Texto fornecido -
* * * *

Por mais que você escolha um dos dois, Von Trier é um diretor a se reconhecer. Mesmo com seu discurso ignorante sobre a qualidade de suas próprias obras. Por outro lado, há também uma ignorância da crítica sobre seus filmes e suas mensagens. E em A Casa que Jack Construiu isso não é diferente.

Sem medo de chocar com sua direção forte, Von Trier segue a mesma narrativa de Ninfomaníaca (2013). Há divisões em capítulos – como o cineasta gosta de contar suas histórias – a personagem é fora do padrão comum e a mesma se comunica com um personagem misterioso e inicialmente comum, mas que no final se mostra tão desajustado quanto.

Dá pra ver como Von Trier se manteve em uma mesma linha dramática, característica que pode desagradar aqueles que já o acompanham há tempos.

Contudo, A Casa que Jack Construiu discute diferentes assuntos de diferentes maneiras. Por um lado, a nova obra do cineasta dinamarquês discute a própria essência do ser humano com um discurso de poder, trazendo conceitos de atuais líderes mundiais.

O personagem de Matt Dillon no início se mostra um “limpador”, trazendo discurso de varrer o mundo de pessoas ruins, por isso suas vítimas trazem características negativas, como arrogância, individualismo, importunação e ganância. Isso faz com que o espectador se sinta conectado com Jack.

Entretanto, suas características como assassino vão exagerando, e seu perfeccionismo vai só aumento. Aqui, Von Trier demonstra a mensagem de que, no começo, acreditamos ser a mudança, a limpeza do mal do mundo, mas, com o tempo, esse ódio se torna exagerado.

O discurso é ainda mais reforçado pelas vítimas de Jack. Na maioria mulheres, o próprio texto deixa explícito o olhar de superioridade dele ao personagem do sexo oposto. Há também crianças – que, por essência são pessoas inocentes, sem qualquer capacidade de defesa. E por fim, um negro e um japonês, presos em uma trincheira da Segunda Guerra.

Von Trier deixa tudo isso limpo em tela, e reforça ainda mais no texto. Cinematograficamente, sua escolha é condenável, transformando tudo em pleonasmo, já que há uma repetição daquilo que está em tela, nas falas.

No entanto, seguindo a linha metafórica citada acima, esse pleonasmo, na realidade, é um reforço e um alerta, já que, mesmo sabendo o que está acontecendo, ainda precisamos de alguém nos reforçando para enxergarmos a realidade estampada na nossa frente.

Em tempos atuais, essa mensagem pode ser facilmente interpretada dessa maneira, dando margem para os detalhes finais, muito ligados a religião, principalmente com a ida de Jack ao inferno.

* * * *

Conteúdo dos dados -
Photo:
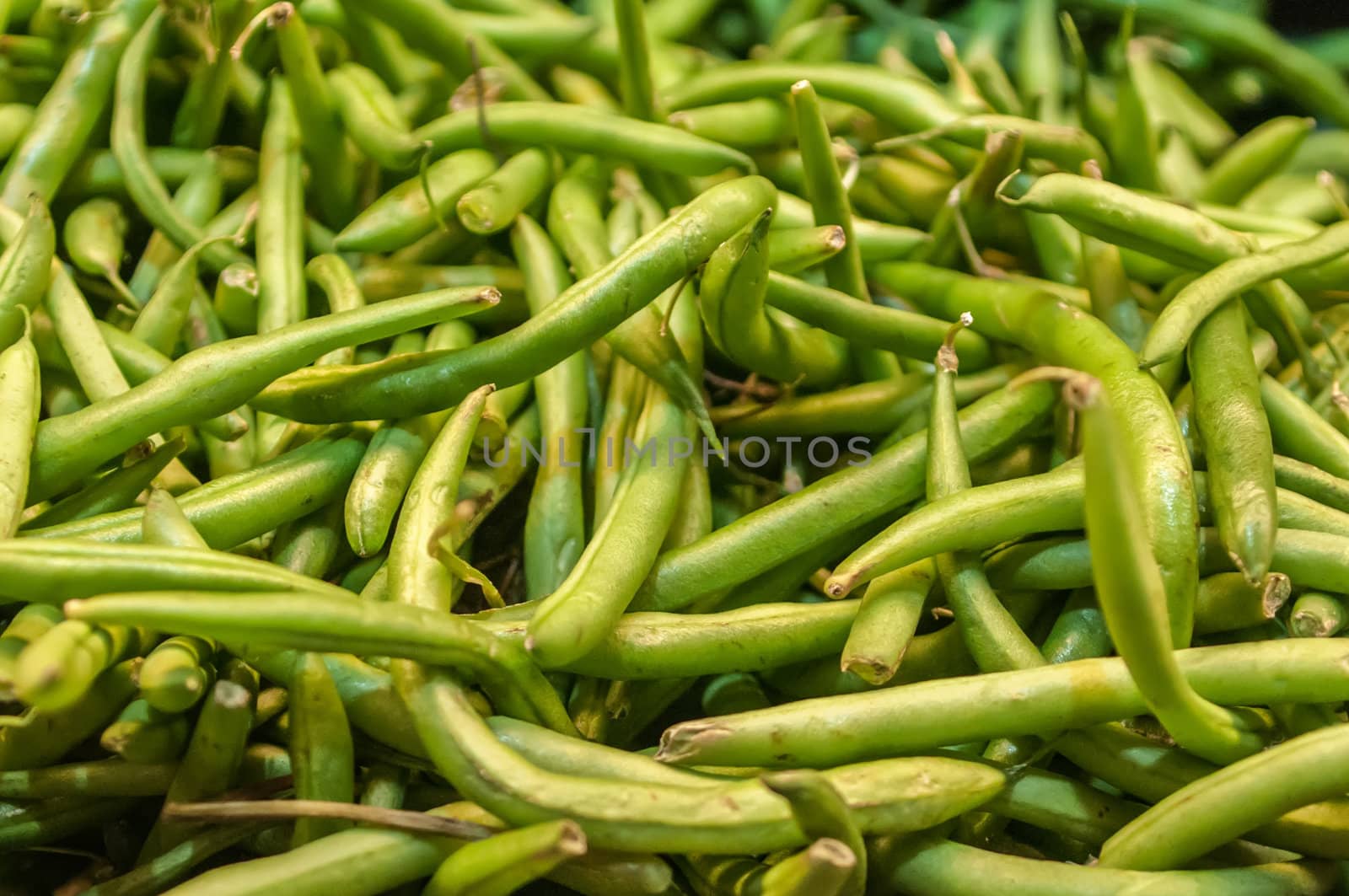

* * * *

Enunciado da tarefa -
Copie, sem alterações, o trecho da crítica sobre A Casa que Jack Construiu entre "O personagem de" e "se torna exagerado.", inclusive.

Resolução do exercício -
O personagem de Matt Dillon no início se mostra um “limpador”, trazendo discurso de varrer o mundo de pessoas ruins, por isso suas vítimas trazem características negativas, como arrogância, individualismo, importunação e ganância. Isso faz com que o espectador se sinta conectado com Jack.

Entretanto, suas características como assassino vão exagerando, e seu perfeccionismo vai só aumento. Aqui, Von Trier demonstra a mensagem de que, no começo, acreditamos ser a mudança, a limpeza do mal do mundo, mas, com o tempo, esse ódio se torna exagerado.